◆ Task item ◆
Give the records below again, exactly as they appear.
%%
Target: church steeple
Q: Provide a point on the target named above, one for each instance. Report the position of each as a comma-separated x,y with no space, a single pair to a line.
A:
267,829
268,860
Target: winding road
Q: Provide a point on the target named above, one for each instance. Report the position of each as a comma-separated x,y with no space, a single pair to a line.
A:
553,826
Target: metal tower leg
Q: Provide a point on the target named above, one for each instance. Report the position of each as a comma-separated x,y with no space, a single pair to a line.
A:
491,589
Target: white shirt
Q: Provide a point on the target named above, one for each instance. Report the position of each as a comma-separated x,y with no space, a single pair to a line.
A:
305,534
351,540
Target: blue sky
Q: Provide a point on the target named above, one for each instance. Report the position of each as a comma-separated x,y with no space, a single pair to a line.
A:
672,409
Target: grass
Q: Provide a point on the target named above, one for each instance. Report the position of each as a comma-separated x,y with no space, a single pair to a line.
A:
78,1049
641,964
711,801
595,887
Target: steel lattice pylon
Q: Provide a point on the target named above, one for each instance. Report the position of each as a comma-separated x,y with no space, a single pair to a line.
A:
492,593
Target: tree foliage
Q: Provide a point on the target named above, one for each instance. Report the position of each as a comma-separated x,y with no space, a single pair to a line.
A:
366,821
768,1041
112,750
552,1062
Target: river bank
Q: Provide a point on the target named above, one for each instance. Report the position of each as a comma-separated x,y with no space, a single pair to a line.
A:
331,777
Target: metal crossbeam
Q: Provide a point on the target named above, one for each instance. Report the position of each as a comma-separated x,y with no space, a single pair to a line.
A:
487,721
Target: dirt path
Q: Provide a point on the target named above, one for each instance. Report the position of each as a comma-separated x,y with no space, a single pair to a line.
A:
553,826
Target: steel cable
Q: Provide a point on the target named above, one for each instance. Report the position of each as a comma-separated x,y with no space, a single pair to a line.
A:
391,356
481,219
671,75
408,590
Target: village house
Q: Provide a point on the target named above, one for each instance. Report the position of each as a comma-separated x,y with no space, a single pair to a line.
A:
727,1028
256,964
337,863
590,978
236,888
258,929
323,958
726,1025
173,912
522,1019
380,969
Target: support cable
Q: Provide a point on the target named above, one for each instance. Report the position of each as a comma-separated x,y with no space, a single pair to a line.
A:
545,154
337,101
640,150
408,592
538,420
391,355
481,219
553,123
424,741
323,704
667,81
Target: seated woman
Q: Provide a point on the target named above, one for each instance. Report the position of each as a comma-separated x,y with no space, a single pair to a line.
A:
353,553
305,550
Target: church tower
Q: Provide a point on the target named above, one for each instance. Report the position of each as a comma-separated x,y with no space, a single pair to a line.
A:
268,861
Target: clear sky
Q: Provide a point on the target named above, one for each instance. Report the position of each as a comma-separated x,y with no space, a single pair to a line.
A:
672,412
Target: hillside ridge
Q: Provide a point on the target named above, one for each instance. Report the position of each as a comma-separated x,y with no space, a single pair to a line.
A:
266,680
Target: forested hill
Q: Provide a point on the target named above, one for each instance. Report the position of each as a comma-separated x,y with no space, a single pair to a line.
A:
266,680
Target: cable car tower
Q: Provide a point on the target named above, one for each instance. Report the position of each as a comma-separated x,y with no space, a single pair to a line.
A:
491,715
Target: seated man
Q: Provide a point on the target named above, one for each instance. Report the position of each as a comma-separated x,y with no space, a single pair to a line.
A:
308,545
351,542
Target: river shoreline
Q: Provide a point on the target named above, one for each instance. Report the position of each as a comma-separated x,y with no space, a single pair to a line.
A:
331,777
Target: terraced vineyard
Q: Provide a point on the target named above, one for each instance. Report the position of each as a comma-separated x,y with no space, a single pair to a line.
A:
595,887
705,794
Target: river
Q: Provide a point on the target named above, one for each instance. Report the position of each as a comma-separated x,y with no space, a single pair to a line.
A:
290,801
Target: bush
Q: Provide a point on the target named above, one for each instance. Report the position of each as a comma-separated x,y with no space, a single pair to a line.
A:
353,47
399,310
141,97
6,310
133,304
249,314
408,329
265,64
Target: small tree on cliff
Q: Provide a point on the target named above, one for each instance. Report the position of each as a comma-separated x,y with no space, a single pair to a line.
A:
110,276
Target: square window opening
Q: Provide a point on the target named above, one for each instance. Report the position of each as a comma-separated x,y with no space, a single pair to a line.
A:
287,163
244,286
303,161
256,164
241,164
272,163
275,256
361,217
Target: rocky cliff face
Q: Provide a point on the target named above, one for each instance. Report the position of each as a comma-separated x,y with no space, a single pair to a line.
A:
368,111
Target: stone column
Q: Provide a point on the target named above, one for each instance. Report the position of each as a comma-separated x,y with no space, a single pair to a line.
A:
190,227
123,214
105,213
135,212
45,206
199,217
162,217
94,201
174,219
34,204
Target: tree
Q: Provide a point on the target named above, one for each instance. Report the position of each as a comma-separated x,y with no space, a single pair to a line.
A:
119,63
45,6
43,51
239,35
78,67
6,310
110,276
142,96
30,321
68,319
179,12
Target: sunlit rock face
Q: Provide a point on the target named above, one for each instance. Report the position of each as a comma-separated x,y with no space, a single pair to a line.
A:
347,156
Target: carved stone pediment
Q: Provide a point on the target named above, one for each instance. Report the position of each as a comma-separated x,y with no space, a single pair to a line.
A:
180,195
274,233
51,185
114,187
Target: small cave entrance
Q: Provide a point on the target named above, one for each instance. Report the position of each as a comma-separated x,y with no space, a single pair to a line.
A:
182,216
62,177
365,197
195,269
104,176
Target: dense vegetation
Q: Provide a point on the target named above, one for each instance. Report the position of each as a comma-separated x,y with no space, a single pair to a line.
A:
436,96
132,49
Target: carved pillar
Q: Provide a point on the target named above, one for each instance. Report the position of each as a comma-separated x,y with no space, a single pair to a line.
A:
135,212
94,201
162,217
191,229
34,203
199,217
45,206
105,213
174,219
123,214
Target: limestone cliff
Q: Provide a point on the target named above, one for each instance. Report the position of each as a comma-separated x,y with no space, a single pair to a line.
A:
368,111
%%
◆ Solution ◆
Target: church steeple
Q: Provide a point on the target named above, one for each instance. Report the position of each as a comma-separated x,y with no space, a single pair to a line.
A:
267,829
268,860
Target: winding road
Q: Provide a point on the target named above, one for each instance. Report the position of each as a comma-separated x,y with no space, a single pair to a line.
A:
553,826
Target: metal tower leg
Q: Provide a point on the target named above, one for each instance. Report the position of each as a comma-separated x,y with no space, a single pair to a line.
A:
491,589
Target: white shirt
Q: Provide a point on the target named above, one for each instance. Report the position of each as a comma-separated x,y with no space, a single pair to a line.
A:
305,534
351,540
Target: blue sky
Q: Provide a point on the target named above, one for each instance. Report the position of each as a comma-separated x,y with no space, a single pair to a line.
A:
672,409
Target: grass
Q: Provide a point on the target named above, one for each instance. Report the position of each as a comma-separated x,y with no space, a single pair to a line.
A:
78,1049
641,964
711,801
595,887
Target: steel lattice pylon
Q: Provide a point on the target named above, one for each instance. Report the position of each as a comma-separated x,y with no space, a single pair to a line.
A:
492,593
Target: tree foliage
Q: Provide a point on the target named above, one for each instance. Report the position of each as a comma-separated x,y with no space, a single pair to a line.
A:
366,821
768,1041
112,750
552,1062
Target: river bank
Q: Provide a point on the target named above, one for each instance. Report the position of each as a comma-separated x,y with no space, a single pair to a line.
A:
331,777
Target: metal crossbeam
Q: Provide a point on the target named above, one for each instance. Report the position of each as a comma-separated x,y with no space, a single pair to a line.
A:
487,721
Target: dirt path
Q: Provide a point on the target named above, one for each instance. Report the position of each as a comma-separated x,y with no space, a single pair to a line.
A:
553,826
Target: steel cable
Q: Provide a point on the target named above, one for each instance. Report the position of each as a comma-separated x,y with no space, a single pair to a line.
A:
391,356
481,219
671,75
408,590
Target: village house
Q: Provide a point on the target named above, one for each instance. Report the position of each as a comma-separated x,y with no space, a single pair to a line.
A:
727,1028
256,964
337,863
590,978
236,888
258,929
323,958
726,1025
173,912
522,1019
380,969
Target: support cable
Q: Provide a point on the target named above, one for each instance. Report the position of each as a comma-separated x,y with no space, a single pair to a line.
A:
545,154
337,101
640,150
408,592
538,420
391,355
481,219
553,123
424,741
323,704
667,81
Target: seated woman
Q: Provide a point on the target named above, one for each instance. Report the position of each as a comma-separated x,y with no space, a single pair to a line.
A:
353,553
305,550
Target: church tower
Q: Provide a point on the target named above, one for each instance. Report the position of each as a comma-separated x,y with no space, a single pair to a line.
A:
268,861
Target: clear sky
Q: Provide a point on the target named above, one for each instance. Report the position of each as a comma-separated x,y with no space, a single pair to a line.
A:
672,412
Target: hillside ridge
Q: Provide a point on the target named above, one for each instance. Report the position of each as a comma-separated x,y with no space, a single pair to a line.
A:
266,680
Target: forested hill
Q: Provide a point on the target named above, one for each instance. Report the position of each as a comma-separated x,y with no space, a single pair to a line.
A:
266,680
Target: cable car tower
Q: Provide a point on the target named above, one for each instance. Report the position of each as a comma-separated x,y with no space, a single pair to a line.
A:
491,715
Target: seated man
Q: Provide a point on the target named above, one for each instance. Report the position of each as a comma-separated x,y with no space, a single pair to a line.
A:
308,545
351,542
Target: river shoreline
Q: Provide a point on the target named above, one for each instance. Report the position of each as a comma-separated x,y with no space, a single pair to a line.
A:
331,777
Target: terraced vineyard
Q: Provide a point on the target named above, one for each instance. Report the position of each as a comma-separated x,y with no space, a single pair to a line.
A:
595,887
705,794
Target: river
Q: Provide a point on the target named above, one for each instance. Report the position of each as a comma-separated x,y with no space, a single pair to a line.
A:
290,801
Target: bush
Q: Provide a point on the target named above, one for each instance. Report the position of each as a comma-separated x,y with no space, a single pair to a line.
A:
353,47
399,310
141,97
6,310
133,304
249,314
408,329
265,64
Target: small tree on cliff
Q: Provide a point on the target named above, one for each instance. Report the position of each as a comma-separated x,y with no space, a single pair to a line.
A:
110,276
Target: square window opening
Q: Provide a point on the target named above, one for each instance. Report the position of each as a comma-separated x,y with no space, a single pair to a line.
A:
287,163
244,286
303,161
256,164
241,164
272,163
275,256
361,217
Target: rocky cliff face
Q: Provide a point on the target named above, one for each instance. Report the position of each as a comma-separated x,y with no space, a single pair to a line.
A:
368,111
Target: stone column
Q: Provide a point on the target named above, one for each instance. Report the position of each as a comma-separated x,y with no space, a single pair to a line.
A:
190,227
123,214
105,213
135,212
45,206
199,217
162,217
94,201
174,219
34,204
Target: tree
Q: Provide a point on the target named above, one for each instance. Report the position of each as a comma-separated x,y with no space, a single pair to a line.
A:
119,63
45,6
43,51
239,35
78,67
6,310
110,276
142,96
30,321
68,319
179,12
Target: sunlit rock face
Q: Provide a point on the target named above, one for each instance. Report the position of each as a comma-separated x,y with no space, a single pair to a line.
A:
347,156
Target: carved stone pediment
Q: Provide a point on the target named above, one for each instance. Report the position of each as a comma-separated x,y with no space, a single pair to a line.
A:
180,195
274,233
51,185
114,187
Target: small cave entrance
Q: Provide a point on the target named above, one for each instance. Report the position of each as a comma-separated x,y with no space, a single pair to a line.
A:
182,216
62,177
365,197
195,269
104,176
Target: dense vegetation
Q: Provide a point on the target named above, one for each instance. Report the position of each as a comma-separated x,y with no space, a single pair to a line.
A:
436,96
132,49
Target: carved pillar
Q: Provide a point on the target named above, one for each instance. Report the position of each as a comma-separated x,y with no space, a single pair to a line.
A:
135,212
94,201
162,217
191,229
34,203
199,217
45,206
105,213
174,219
123,214
Target: limestone cliff
Q: Provide a point on the target named above, one for each instance. Report the position of each as a comma-separated x,y with no space, a single pair to a line.
A:
368,111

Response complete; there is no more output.